### PÁGINA
_ _ _

Entretanto, faz sentido sim isso ter ocorrido. Ele não virou um soldadinho do mal porque tomou um fora da garota “especial” que parece sentir prazer em esfregar isso na cara de todos. Ele só se tornou aquilo que sempre teve suscetibilidade a ser – ele despertou o monstro que descansava dentro de si.
Quantas pessoas misturadas – geralmente integradas – à sociedade não estão esperando só a menor das desculpas para soltar suas “personas” subversivas sob os mais diferentes pretextos? E ele mesmo disse que preferia esse resultado a ter sido aceito, porque só assim ele foi capaz de se libertar, ele foi capaz de ser quem realmente queria ser: alguém especial. Não por ela, mas por seu próprio egoísmo.
Antes de me despedir desse interessante personagem que foi pulverizado – e isso eu nem lamento – só gostaria de fazer uma simples analogia sobre o que ele disse depois de ter supostamente matado a Kirima Nagi – aliás, a cena do corte no pescoço dela foi tosquinha, seca, não foi algo legal de se ver.
Se matar for como o álcool – nesse caso, bebida alcoólica –, então na sociedade existem pelo menos quatro tipos de pessoas. Aquelas que querem repetir a dose e não param mais. Aquelas que querem repetir a dose, mas equilibram frequência e moderação. Aquelas que cospem de nojo jurando nunca mais tocar seus lábios naquilo. Aquelas que bebem socialmente.
Qual seu tipo de pessoa? Qual meu tipo de pessoa? Isso a pessoa só consegue saber provando, ou rejeitar sem ao menos sentir o sabor é válido? Quem pode responder isso tudo com certeza? Como impedir o nascimento de um psicopata?
Eu joguei várias perguntas e, me desculpe, mas vou deixar a resposta para você, algo que pode vir só depois de bastante reflexão ou não. Depende de cada um, de suas experiências e seu ponto de vista.
A única coisa certa que posso tirar disso tudo é que no mundo sempre existirão formas de se macular o próprio mundo. Assim como de consertá-lo. Boogiepop é uma vacina? Pequenos atos abnegados, a fidedigna forma do altruísmo, é uma forma de combater as cicatrizes que brotam espontaneamente?

_ _ _

### DADOS FORNECIDOS
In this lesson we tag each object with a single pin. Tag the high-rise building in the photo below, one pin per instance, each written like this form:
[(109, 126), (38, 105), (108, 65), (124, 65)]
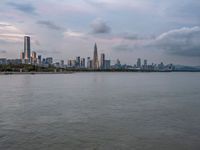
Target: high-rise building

_ _ _

### O PROBLEMA
Transcreva da página o trecho que começa em "Se matar for" e segue até "que bebem socialmente.", sem mudar nenhuma palavra.

### RESULTADO DA TAREFA
Se matar for como o álcool – nesse caso, bebida alcoólica –, então na sociedade existem pelo menos quatro tipos de pessoas. Aquelas que querem repetir a dose e não param mais. Aquelas que querem repetir a dose, mas equilibram frequência e moderação. Aquelas que cospem de nojo jurando nunca mais tocar seus lábios naquilo. Aquelas que bebem socialmente.